Collected data

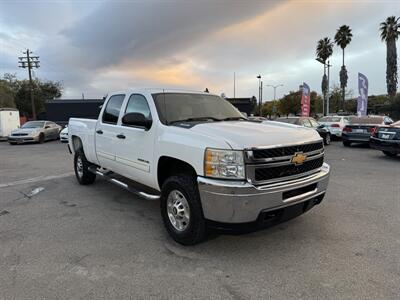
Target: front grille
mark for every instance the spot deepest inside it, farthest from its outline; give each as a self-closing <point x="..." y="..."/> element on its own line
<point x="19" y="134"/>
<point x="286" y="151"/>
<point x="262" y="174"/>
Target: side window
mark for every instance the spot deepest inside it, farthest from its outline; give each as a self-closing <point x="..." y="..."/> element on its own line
<point x="138" y="104"/>
<point x="112" y="109"/>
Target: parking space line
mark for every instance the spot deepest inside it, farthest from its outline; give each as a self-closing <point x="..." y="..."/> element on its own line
<point x="35" y="179"/>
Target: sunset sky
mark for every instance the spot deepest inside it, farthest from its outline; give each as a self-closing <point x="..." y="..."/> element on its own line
<point x="94" y="47"/>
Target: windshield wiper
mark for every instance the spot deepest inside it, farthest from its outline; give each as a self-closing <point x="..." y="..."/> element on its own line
<point x="194" y="120"/>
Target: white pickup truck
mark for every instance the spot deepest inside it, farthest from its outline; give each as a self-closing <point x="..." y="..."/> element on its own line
<point x="206" y="163"/>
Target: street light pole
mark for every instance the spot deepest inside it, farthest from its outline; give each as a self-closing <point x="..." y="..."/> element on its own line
<point x="259" y="94"/>
<point x="328" y="99"/>
<point x="274" y="87"/>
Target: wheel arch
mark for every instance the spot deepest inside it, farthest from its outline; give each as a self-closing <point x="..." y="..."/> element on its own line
<point x="168" y="166"/>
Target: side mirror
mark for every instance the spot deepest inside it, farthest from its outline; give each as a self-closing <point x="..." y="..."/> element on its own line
<point x="137" y="119"/>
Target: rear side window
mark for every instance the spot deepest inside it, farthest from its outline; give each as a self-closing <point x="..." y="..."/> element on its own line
<point x="138" y="104"/>
<point x="111" y="113"/>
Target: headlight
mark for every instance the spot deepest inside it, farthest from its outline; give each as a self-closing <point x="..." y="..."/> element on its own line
<point x="228" y="164"/>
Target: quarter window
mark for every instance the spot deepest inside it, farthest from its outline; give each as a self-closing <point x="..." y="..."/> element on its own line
<point x="138" y="104"/>
<point x="111" y="113"/>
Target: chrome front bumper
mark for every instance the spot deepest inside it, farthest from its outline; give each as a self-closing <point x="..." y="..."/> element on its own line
<point x="241" y="202"/>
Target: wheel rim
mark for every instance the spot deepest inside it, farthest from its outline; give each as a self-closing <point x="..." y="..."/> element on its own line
<point x="178" y="210"/>
<point x="79" y="166"/>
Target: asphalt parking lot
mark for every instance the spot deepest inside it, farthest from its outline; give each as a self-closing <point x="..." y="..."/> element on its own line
<point x="60" y="240"/>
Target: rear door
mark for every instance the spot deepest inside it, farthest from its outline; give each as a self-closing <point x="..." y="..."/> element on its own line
<point x="106" y="132"/>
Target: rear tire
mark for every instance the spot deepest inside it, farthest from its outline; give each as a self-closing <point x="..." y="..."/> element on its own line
<point x="346" y="144"/>
<point x="327" y="139"/>
<point x="181" y="210"/>
<point x="81" y="167"/>
<point x="390" y="154"/>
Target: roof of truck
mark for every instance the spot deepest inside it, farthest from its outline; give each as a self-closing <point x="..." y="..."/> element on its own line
<point x="160" y="90"/>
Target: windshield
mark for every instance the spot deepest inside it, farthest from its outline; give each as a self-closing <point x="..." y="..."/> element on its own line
<point x="173" y="107"/>
<point x="33" y="124"/>
<point x="288" y="120"/>
<point x="330" y="119"/>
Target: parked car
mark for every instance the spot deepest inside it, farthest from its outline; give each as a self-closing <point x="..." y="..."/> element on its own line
<point x="387" y="139"/>
<point x="35" y="131"/>
<point x="309" y="123"/>
<point x="64" y="135"/>
<point x="360" y="128"/>
<point x="335" y="124"/>
<point x="206" y="163"/>
<point x="9" y="120"/>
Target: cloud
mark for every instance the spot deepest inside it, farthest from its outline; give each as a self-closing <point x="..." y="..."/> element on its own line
<point x="148" y="31"/>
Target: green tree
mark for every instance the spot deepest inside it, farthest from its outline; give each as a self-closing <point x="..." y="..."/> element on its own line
<point x="323" y="52"/>
<point x="389" y="34"/>
<point x="342" y="39"/>
<point x="42" y="91"/>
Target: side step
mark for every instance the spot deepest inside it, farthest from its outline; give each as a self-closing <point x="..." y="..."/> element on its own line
<point x="107" y="177"/>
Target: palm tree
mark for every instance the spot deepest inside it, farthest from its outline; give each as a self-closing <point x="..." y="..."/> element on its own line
<point x="389" y="34"/>
<point x="323" y="52"/>
<point x="342" y="39"/>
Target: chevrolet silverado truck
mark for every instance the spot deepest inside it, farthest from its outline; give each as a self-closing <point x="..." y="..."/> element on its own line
<point x="201" y="158"/>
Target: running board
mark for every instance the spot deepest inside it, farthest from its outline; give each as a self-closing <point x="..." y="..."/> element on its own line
<point x="125" y="186"/>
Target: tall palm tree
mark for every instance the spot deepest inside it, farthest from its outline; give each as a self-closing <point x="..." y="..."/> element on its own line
<point x="323" y="52"/>
<point x="389" y="34"/>
<point x="342" y="39"/>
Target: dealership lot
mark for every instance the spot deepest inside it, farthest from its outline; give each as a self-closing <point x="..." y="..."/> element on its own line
<point x="62" y="240"/>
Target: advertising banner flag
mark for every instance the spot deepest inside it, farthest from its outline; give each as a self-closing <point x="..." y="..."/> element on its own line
<point x="305" y="100"/>
<point x="362" y="102"/>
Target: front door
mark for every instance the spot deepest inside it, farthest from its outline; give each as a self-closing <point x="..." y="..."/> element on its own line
<point x="106" y="132"/>
<point x="134" y="154"/>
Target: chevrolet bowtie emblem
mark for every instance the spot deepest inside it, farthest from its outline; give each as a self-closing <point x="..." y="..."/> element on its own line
<point x="299" y="158"/>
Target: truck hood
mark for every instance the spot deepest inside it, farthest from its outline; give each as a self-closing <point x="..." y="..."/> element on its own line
<point x="242" y="134"/>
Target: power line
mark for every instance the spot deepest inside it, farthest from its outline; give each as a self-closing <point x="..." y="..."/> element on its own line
<point x="30" y="62"/>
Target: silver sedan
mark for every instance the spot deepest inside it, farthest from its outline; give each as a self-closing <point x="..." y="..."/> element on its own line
<point x="35" y="131"/>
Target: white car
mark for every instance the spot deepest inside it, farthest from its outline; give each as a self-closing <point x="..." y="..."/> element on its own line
<point x="201" y="158"/>
<point x="335" y="124"/>
<point x="64" y="135"/>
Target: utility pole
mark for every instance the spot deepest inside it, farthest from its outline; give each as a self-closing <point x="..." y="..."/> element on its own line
<point x="328" y="98"/>
<point x="234" y="85"/>
<point x="259" y="94"/>
<point x="274" y="87"/>
<point x="30" y="62"/>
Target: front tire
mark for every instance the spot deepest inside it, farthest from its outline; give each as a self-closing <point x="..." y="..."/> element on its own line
<point x="327" y="139"/>
<point x="390" y="154"/>
<point x="181" y="210"/>
<point x="81" y="167"/>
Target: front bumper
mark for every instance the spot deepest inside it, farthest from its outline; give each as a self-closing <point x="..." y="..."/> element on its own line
<point x="392" y="146"/>
<point x="241" y="202"/>
<point x="23" y="139"/>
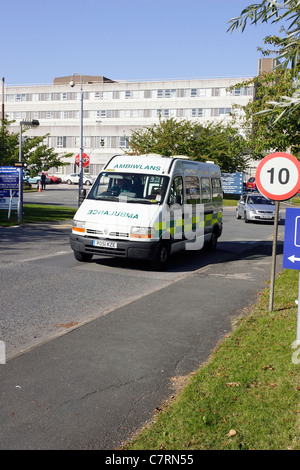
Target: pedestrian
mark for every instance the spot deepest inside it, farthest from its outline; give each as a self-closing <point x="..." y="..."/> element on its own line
<point x="43" y="180"/>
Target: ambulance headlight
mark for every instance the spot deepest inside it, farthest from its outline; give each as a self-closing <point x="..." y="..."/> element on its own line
<point x="142" y="232"/>
<point x="78" y="226"/>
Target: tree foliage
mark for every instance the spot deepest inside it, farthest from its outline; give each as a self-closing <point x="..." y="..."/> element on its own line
<point x="35" y="153"/>
<point x="215" y="142"/>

→ TASK STATEMENT
Leave the pictures out, and reproduce only the lines from the line holding "Target: power line" through the last line of the material, both included.

→ EXPECTED ANSWER
Target: power line
mark for every instance the spot deepest inside it, farthest from its outline; give each as a self-closing <point x="..." y="..."/> element on its own line
<point x="30" y="62"/>
Target: silver sedan
mark for every instance the spot deepest inside it, farthest from its outline; give each as a self-closing <point x="..." y="..."/> element on its own line
<point x="35" y="131"/>
Target: white car
mark for every instance the spot deepest inside it, farthest from its outline; give each as a self-closing <point x="..." y="..."/> element on its own line
<point x="201" y="158"/>
<point x="335" y="124"/>
<point x="64" y="135"/>
Target: utility pole
mark for every instance the spot deepest inside it, farthest from its outline; give each as a self-closing <point x="..." y="..."/> element on its own line
<point x="328" y="98"/>
<point x="234" y="85"/>
<point x="259" y="94"/>
<point x="274" y="87"/>
<point x="30" y="62"/>
Target: front tire
mark for every instance the spot deepest inside it, farthest from its outline; give each as a self-closing <point x="..." y="..."/> element on its own line
<point x="327" y="139"/>
<point x="390" y="154"/>
<point x="181" y="210"/>
<point x="81" y="167"/>
Target: front bumper
mark for every instance the spot deepest inside it, farthest from its outline; give each as a self-closing <point x="..." y="..."/> element on its own line
<point x="392" y="146"/>
<point x="241" y="202"/>
<point x="23" y="139"/>
Target: pedestrian
mark for every instance the spot deepest inside it, farthest from its outline; give each as a self-closing <point x="..." y="..."/> element on its own line
<point x="43" y="180"/>
Target: ambulance headlight
mark for every instance the spot deepest inside it, farthest from its outline; give each as a self-closing <point x="..." y="..."/> element on its own line
<point x="142" y="232"/>
<point x="78" y="226"/>
Target: tree foliage
mark for every instance the spot deepest inside it, farthest from its outline; give each as a self-closing <point x="..." y="..."/> element on its own line
<point x="35" y="153"/>
<point x="215" y="142"/>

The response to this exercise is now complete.